--- Data extract Enclosed Below ---

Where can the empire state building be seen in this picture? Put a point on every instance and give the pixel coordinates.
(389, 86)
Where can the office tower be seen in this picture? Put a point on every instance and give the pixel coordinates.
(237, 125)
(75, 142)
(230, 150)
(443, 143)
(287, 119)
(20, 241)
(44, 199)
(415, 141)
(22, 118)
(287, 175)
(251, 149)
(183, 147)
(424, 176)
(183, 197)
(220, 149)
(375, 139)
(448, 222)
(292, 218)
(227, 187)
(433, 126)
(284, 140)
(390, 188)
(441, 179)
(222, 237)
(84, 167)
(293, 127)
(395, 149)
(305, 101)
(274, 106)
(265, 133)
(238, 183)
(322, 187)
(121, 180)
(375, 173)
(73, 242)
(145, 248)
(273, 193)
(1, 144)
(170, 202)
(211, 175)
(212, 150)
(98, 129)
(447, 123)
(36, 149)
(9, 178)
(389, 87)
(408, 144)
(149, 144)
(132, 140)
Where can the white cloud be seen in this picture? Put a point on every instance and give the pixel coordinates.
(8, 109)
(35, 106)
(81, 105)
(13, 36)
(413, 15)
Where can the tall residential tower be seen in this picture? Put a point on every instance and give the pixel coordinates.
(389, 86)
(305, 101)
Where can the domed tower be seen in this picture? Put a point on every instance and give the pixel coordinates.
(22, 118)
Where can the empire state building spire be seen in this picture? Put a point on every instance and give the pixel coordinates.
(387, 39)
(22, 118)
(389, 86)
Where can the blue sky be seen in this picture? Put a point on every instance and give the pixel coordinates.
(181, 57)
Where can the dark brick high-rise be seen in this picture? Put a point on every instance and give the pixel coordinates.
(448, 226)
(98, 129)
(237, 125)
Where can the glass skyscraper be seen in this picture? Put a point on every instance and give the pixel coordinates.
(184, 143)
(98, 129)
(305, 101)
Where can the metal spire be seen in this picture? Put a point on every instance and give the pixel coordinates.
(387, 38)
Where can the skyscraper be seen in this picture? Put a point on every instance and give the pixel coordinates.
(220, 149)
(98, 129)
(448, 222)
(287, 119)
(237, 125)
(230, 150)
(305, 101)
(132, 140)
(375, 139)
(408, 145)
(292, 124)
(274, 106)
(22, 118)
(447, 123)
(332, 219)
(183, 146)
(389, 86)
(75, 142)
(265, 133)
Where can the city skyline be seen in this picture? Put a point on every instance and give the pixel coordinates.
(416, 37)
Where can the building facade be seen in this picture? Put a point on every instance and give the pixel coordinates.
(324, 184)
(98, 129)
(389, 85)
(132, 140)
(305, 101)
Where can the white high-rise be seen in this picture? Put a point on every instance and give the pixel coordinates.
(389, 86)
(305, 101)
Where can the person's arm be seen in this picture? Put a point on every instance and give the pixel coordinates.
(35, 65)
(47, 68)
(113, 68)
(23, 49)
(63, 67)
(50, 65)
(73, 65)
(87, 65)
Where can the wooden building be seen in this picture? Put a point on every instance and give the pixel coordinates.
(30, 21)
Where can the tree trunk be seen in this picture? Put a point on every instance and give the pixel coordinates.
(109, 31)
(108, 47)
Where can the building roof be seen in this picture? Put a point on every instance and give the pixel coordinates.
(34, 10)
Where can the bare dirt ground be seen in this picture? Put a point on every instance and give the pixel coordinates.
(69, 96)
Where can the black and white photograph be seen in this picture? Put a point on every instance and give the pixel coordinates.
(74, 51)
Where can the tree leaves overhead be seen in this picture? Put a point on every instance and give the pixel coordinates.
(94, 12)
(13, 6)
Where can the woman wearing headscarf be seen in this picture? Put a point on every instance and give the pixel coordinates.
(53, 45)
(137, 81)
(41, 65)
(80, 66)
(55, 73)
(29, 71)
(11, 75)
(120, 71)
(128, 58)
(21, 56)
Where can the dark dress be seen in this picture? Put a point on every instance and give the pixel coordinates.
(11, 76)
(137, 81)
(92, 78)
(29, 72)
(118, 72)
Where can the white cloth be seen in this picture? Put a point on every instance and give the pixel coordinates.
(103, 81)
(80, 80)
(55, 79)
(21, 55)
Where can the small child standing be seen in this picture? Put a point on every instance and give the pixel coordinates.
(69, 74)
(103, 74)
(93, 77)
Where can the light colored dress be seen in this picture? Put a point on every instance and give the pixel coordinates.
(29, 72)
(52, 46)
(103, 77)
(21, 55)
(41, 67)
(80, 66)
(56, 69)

--- End of Enclosed Data extract ---

Task to carry out
Output all of the material exactly as written.

Result of this task
Where can the empire state building be seen in this picture? Put a point on every instance and give the pixel coordinates.
(389, 86)
Where can the office tower be seen in this picture? Put a point on every instance and give the pixel coordinates.
(237, 125)
(75, 142)
(230, 150)
(443, 143)
(287, 119)
(20, 241)
(44, 199)
(415, 141)
(22, 118)
(287, 175)
(251, 149)
(183, 147)
(424, 176)
(183, 197)
(220, 149)
(375, 139)
(448, 222)
(292, 218)
(227, 187)
(433, 126)
(284, 140)
(390, 188)
(441, 179)
(222, 237)
(84, 167)
(293, 127)
(395, 149)
(305, 101)
(274, 106)
(265, 133)
(238, 183)
(322, 187)
(121, 180)
(375, 173)
(73, 242)
(145, 248)
(273, 193)
(1, 144)
(170, 202)
(211, 175)
(212, 150)
(98, 129)
(447, 123)
(36, 149)
(9, 178)
(389, 87)
(408, 144)
(149, 144)
(132, 140)
Where can the white cloud be seen in this picture? Put a point on every instance and give the pixel coordinates.
(8, 109)
(35, 106)
(81, 105)
(13, 36)
(413, 15)
Where can the tall residential tower be seen in this picture? Put a point on every instance and give the pixel coordinates.
(389, 86)
(305, 101)
Where can the domed tower be seen in this picture? Put a point on every instance and give the pixel coordinates.
(22, 118)
Where can the empire state building spire be seen in this picture? Put a point on every instance and give the pixel coordinates.
(387, 39)
(22, 118)
(389, 86)
Where can the blue sky be seen in this picture? Put a point on every instance and give the pixel coordinates.
(181, 57)
Where can the dark brick high-rise be seen in this picture? Put a point on every instance and give the pixel coordinates.
(448, 226)
(98, 129)
(237, 125)
Where can the glass skyscraper be seen in this picture? Put a point on every instance and give the pixel coordinates.
(184, 143)
(98, 129)
(305, 101)
Where can the metal spire be seen in this picture? Put a point on every instance and give the pixel coordinates.
(387, 38)
Where can the skyscraper be seen in this picture? Put a point on every instance and give the pixel coordinates.
(220, 149)
(98, 129)
(448, 222)
(287, 119)
(237, 125)
(230, 150)
(305, 101)
(132, 140)
(375, 139)
(408, 145)
(292, 124)
(274, 106)
(22, 118)
(447, 123)
(332, 219)
(183, 146)
(389, 86)
(75, 142)
(265, 133)
Where can the city skyline be seen in this picture? Put a point on every instance and give the pixel coordinates.
(416, 37)
Where can the building facade be seen in this picture? Put a point on every instance and give the pixel coordinates.
(324, 184)
(98, 129)
(389, 85)
(132, 140)
(305, 101)
Where can the white high-rise be seen in this picture? Put a point on every instance and give the pixel coordinates.
(389, 86)
(305, 101)
Where can the person's arm be seen in this picture? Put a point on every instance and give the pixel coordinates.
(35, 65)
(47, 68)
(113, 68)
(23, 49)
(63, 67)
(50, 65)
(73, 65)
(87, 65)
Where can the wooden building be seen in this picture? Put a point on every instance and give the pixel coordinates.
(30, 21)
Where can the tree trunk be seen in this picture? Put a point on every instance and give the pixel coordinates.
(109, 31)
(108, 47)
Where can the building roof be seen in this picture? Put a point on every instance and give the pixel coordinates.
(34, 10)
Where can the bare dirt ground be seen in this picture? Put a point on every instance and give the pixel coordinates.
(69, 96)
Where can the black and white photograph be seen in this picture? Put a point on every instance and give the pixel coordinates.
(74, 51)
Where can the tree leaves overhead be seen in this picture? Put a point on every instance and give the pixel coordinates.
(94, 12)
(13, 6)
Where can the woman wearing headscarf be seen in this picture? Put a point on every instance and give the pixel coordinates.
(53, 45)
(137, 81)
(41, 65)
(80, 66)
(55, 73)
(29, 71)
(11, 75)
(120, 71)
(128, 58)
(21, 56)
Where can the dark dress be seen in this picture? Put a point on every instance and give the pixel coordinates.
(11, 76)
(137, 81)
(92, 78)
(29, 72)
(118, 72)
Where can the white cloth be seen in this picture? Put a point on every instance and give the pixel coordinates.
(103, 81)
(80, 80)
(55, 79)
(21, 55)
Where can the small child standing be seen in this picture? Put a point on every instance and give the pixel coordinates.
(69, 74)
(103, 74)
(93, 77)
Where can the light colored dress be seen in this picture? Put a point on every instance and give the pixel coordinates.
(29, 72)
(52, 46)
(103, 77)
(21, 55)
(41, 67)
(80, 66)
(56, 69)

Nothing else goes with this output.